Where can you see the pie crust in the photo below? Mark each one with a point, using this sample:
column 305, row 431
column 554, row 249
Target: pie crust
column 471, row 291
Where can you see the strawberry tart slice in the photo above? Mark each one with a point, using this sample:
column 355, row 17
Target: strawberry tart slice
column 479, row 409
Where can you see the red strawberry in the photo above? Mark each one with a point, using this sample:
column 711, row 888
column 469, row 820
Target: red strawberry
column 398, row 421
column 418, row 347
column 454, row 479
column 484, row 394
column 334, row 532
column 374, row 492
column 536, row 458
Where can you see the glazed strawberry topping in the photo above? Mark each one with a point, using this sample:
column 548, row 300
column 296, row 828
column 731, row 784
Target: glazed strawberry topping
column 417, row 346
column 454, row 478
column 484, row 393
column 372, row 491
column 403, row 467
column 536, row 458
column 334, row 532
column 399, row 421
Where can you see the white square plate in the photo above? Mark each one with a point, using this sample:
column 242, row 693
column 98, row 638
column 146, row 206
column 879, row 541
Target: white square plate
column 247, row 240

━━━

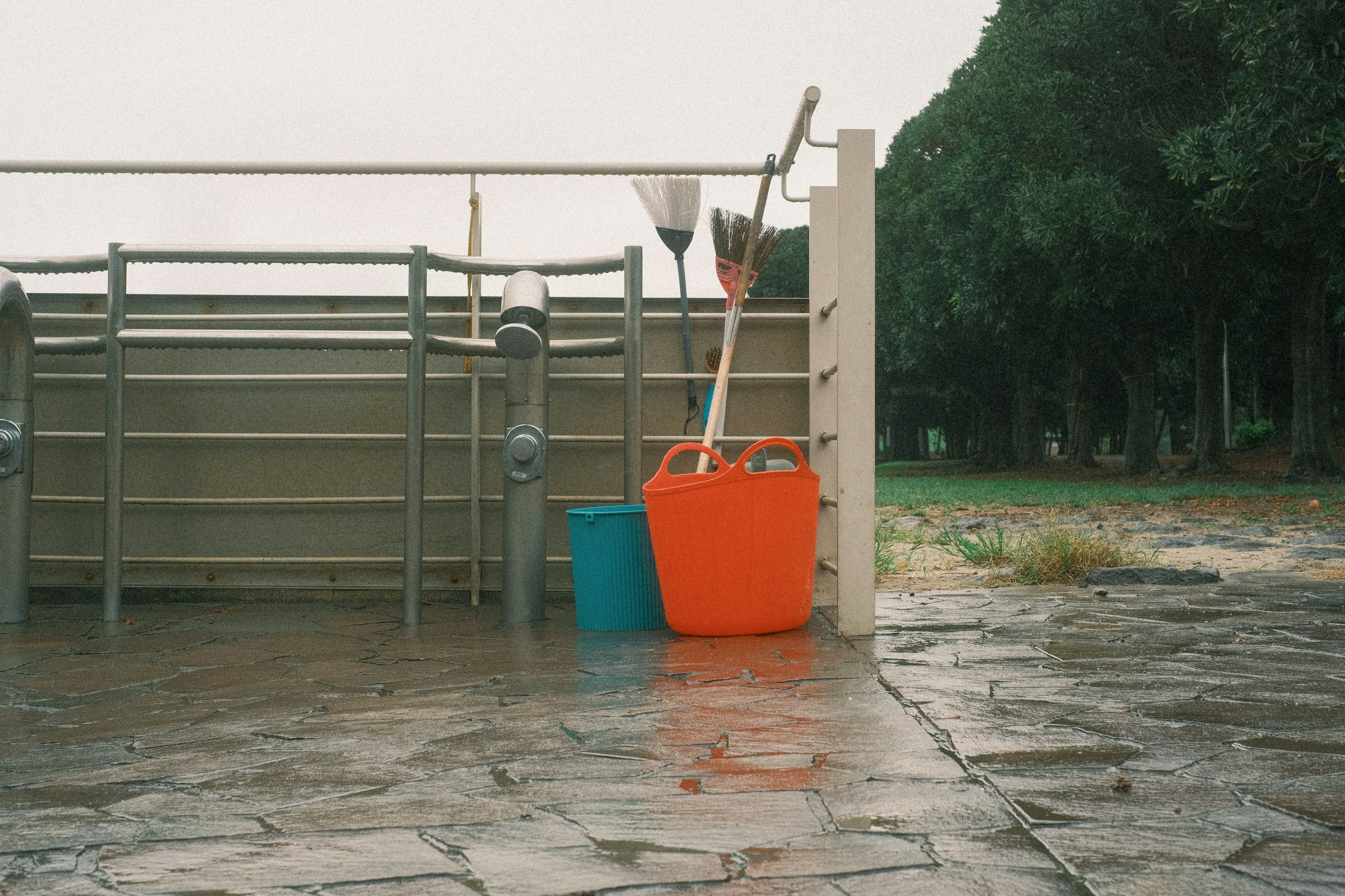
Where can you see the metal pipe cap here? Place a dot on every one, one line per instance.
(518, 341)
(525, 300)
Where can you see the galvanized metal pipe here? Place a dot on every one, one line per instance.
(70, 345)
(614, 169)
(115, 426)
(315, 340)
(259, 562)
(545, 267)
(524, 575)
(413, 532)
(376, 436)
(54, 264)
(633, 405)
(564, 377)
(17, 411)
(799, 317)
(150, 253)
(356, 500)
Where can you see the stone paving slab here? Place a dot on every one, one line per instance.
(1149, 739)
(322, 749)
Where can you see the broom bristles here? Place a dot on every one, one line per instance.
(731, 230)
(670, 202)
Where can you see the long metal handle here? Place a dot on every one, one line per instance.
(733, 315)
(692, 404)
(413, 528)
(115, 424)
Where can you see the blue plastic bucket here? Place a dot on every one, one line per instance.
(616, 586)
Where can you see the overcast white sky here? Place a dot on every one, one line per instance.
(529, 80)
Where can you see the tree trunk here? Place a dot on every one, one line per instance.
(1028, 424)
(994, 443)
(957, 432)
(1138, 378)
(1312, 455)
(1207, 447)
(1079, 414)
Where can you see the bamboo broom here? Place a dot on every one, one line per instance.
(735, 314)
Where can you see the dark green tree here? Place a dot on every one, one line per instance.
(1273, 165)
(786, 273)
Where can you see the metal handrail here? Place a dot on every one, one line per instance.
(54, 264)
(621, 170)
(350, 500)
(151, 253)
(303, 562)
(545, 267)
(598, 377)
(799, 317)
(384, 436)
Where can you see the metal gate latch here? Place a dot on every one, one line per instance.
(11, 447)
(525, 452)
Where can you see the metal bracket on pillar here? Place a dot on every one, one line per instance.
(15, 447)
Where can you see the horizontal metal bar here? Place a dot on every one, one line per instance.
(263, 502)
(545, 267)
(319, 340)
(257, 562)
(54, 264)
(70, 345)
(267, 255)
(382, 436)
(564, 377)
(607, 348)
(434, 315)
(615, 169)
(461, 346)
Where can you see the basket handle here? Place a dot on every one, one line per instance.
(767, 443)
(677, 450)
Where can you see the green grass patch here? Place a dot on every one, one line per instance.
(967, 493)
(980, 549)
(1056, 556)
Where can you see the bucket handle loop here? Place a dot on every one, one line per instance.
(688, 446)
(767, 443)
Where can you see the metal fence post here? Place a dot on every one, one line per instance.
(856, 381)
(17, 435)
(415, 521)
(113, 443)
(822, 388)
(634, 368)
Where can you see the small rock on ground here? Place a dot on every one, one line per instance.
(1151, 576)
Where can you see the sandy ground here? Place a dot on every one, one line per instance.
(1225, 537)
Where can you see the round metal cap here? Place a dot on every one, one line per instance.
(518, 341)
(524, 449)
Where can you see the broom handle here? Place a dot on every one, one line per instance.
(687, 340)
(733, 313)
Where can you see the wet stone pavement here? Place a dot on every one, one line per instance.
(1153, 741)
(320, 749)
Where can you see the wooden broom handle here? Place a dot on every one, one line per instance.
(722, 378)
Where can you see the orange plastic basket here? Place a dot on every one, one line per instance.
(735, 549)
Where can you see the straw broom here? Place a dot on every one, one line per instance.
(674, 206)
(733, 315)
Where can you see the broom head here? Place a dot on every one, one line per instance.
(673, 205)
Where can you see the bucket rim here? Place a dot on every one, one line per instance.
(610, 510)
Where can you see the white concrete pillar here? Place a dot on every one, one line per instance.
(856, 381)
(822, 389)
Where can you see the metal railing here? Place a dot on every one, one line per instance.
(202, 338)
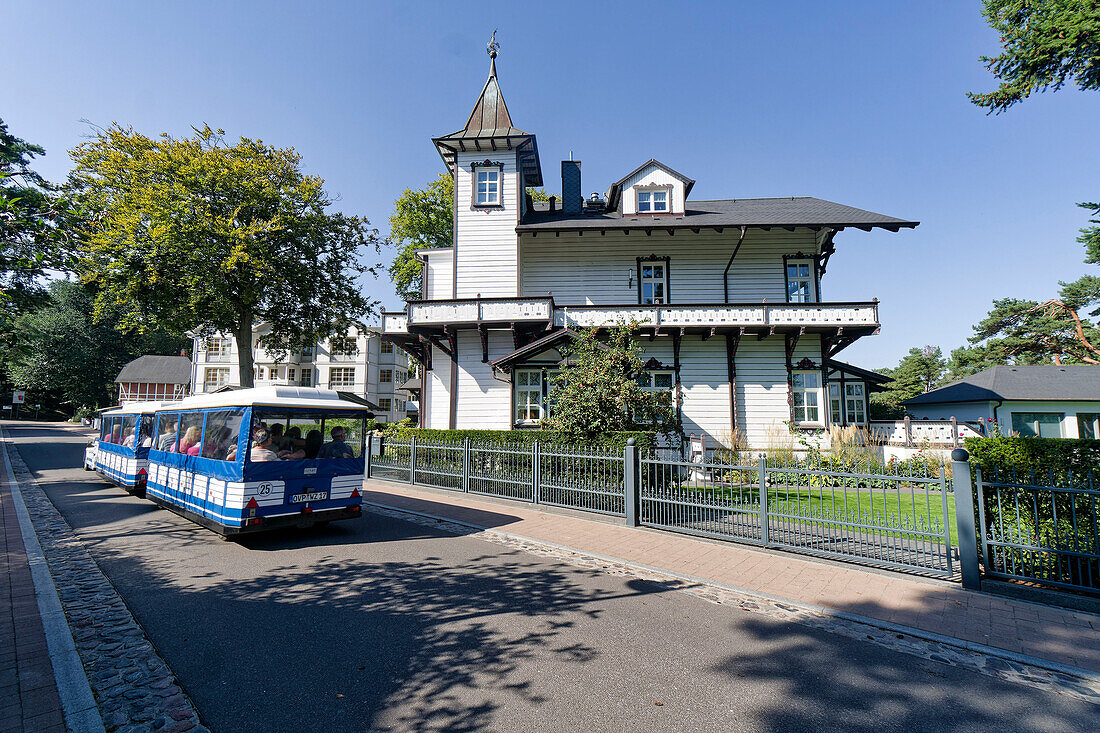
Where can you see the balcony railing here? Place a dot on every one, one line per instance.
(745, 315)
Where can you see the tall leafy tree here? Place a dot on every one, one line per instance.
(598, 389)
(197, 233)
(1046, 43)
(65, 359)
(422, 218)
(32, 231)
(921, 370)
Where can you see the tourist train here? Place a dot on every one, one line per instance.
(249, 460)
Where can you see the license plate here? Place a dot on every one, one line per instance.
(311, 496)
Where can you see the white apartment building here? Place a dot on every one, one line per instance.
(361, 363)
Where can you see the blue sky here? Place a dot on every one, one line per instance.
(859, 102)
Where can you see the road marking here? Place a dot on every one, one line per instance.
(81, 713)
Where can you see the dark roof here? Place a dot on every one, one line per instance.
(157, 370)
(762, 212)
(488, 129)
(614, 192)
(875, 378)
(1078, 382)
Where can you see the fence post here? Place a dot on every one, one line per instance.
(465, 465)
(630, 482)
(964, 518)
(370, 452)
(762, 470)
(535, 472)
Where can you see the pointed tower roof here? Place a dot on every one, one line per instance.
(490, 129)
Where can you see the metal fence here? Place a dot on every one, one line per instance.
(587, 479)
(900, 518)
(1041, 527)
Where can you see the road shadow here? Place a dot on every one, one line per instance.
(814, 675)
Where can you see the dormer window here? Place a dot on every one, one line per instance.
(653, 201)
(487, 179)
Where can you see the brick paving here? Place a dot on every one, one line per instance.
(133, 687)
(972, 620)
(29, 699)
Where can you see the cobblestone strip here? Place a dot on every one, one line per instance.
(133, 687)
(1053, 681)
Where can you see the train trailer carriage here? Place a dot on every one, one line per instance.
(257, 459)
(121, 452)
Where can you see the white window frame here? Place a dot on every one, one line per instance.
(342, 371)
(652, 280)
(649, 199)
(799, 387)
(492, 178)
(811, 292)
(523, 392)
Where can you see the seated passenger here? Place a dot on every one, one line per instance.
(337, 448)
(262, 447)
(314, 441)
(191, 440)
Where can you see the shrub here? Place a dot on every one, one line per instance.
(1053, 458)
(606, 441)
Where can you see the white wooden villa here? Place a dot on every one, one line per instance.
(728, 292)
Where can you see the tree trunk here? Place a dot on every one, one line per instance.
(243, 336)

━━━

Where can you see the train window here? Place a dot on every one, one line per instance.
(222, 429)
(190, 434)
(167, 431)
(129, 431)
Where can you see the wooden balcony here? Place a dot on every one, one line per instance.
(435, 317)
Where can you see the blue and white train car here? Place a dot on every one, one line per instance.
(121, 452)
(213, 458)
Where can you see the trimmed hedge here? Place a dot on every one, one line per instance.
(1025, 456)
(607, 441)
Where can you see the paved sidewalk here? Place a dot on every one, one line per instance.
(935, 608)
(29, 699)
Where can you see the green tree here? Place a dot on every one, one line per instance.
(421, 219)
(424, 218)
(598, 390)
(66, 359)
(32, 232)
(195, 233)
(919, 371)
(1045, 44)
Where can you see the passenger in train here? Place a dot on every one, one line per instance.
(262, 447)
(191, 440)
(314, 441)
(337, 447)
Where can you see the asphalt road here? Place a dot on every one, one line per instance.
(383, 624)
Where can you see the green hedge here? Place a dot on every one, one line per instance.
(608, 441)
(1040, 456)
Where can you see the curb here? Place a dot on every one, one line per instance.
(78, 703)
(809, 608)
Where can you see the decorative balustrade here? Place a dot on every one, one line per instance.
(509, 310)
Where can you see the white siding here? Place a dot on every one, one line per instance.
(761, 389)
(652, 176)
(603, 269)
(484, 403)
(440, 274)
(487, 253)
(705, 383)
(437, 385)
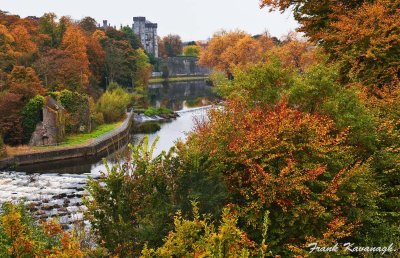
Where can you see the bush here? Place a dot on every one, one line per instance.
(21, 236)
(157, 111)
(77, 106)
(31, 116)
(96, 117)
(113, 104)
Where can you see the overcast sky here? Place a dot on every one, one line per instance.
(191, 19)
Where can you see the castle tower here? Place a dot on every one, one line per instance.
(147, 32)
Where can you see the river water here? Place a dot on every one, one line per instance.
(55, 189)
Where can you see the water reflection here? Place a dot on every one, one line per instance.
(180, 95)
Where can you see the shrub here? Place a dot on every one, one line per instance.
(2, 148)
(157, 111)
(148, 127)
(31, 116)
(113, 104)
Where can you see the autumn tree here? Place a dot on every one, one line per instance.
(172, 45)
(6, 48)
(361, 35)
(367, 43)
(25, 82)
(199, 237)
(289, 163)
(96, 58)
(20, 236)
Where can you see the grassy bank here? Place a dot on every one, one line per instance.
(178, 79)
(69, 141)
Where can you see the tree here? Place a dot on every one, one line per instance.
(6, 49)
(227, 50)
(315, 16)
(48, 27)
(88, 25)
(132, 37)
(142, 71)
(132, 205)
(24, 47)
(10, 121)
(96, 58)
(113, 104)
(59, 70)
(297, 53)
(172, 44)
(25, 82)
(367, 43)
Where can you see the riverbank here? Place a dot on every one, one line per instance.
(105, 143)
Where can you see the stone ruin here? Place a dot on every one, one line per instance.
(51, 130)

━━━

◆ What to produce
A line qualifies when it holds the word "with"; report all qualifying lines from the records above.

◆ Task answer
Where can you see the pie crust in the photo below? Mark each one with a point, using this sample:
Where can you see the strawberry tart slice in the photo above? Mark each one with a point, using this sample:
Where can you see the red strawberry in the photo above? Mark each one with a point, using this sample:
Where can you see the glazed strawberry topping in the photo above? Mark each one with a point, using this sample:
Where can you see the white square plate in the photo above? Mark each one with a point, using this sample:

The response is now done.